#### RECORDS ####
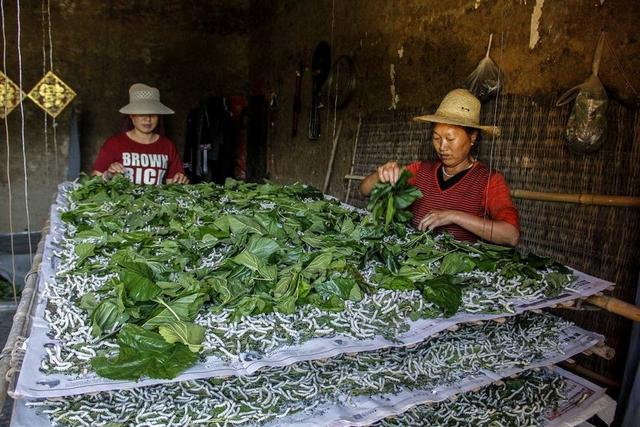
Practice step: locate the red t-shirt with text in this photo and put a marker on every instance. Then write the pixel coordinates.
(144, 163)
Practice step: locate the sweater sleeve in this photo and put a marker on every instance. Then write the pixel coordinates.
(498, 202)
(175, 163)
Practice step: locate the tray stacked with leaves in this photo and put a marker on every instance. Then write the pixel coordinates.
(155, 284)
(354, 389)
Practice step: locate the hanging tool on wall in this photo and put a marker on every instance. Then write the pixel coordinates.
(587, 127)
(297, 99)
(320, 67)
(342, 81)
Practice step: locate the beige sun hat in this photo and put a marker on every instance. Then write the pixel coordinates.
(459, 107)
(145, 99)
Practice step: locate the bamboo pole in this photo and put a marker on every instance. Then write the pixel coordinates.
(20, 319)
(577, 198)
(582, 199)
(581, 370)
(616, 306)
(353, 159)
(327, 176)
(604, 351)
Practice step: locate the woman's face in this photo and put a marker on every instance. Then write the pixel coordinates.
(452, 143)
(144, 123)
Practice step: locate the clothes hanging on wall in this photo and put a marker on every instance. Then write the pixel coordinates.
(226, 137)
(209, 152)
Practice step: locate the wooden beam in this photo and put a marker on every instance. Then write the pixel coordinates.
(614, 305)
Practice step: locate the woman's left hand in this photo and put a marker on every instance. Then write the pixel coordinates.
(437, 218)
(178, 178)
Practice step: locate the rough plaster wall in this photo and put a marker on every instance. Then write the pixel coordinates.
(188, 50)
(432, 45)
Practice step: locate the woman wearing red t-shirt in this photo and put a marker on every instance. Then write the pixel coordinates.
(460, 195)
(141, 154)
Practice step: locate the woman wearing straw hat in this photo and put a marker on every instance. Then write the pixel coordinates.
(141, 154)
(460, 195)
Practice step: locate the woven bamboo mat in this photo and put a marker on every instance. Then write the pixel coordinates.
(531, 153)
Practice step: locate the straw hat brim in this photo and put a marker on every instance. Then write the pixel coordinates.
(146, 107)
(490, 130)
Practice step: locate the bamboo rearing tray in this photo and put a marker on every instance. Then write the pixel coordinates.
(586, 218)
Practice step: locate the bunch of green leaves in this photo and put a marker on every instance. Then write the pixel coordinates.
(389, 203)
(279, 247)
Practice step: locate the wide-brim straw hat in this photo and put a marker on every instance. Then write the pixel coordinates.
(145, 99)
(459, 107)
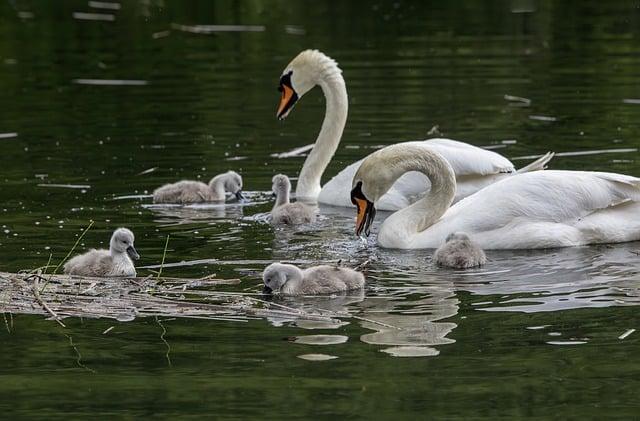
####
**WHAT THE TASK ASKS**
Return each row above that contains the word "tray", treating uppercase and lowercase letters as different.

**EXPECTED OUTPUT**
Practice step: locate the tray stacked with leaves in this photo and put a marker on every instance. Then write the pixel coordinates.
Practice step: locate the bamboo rearing tray in this photo and put a marker on every instance. Then write the pixel coordinates.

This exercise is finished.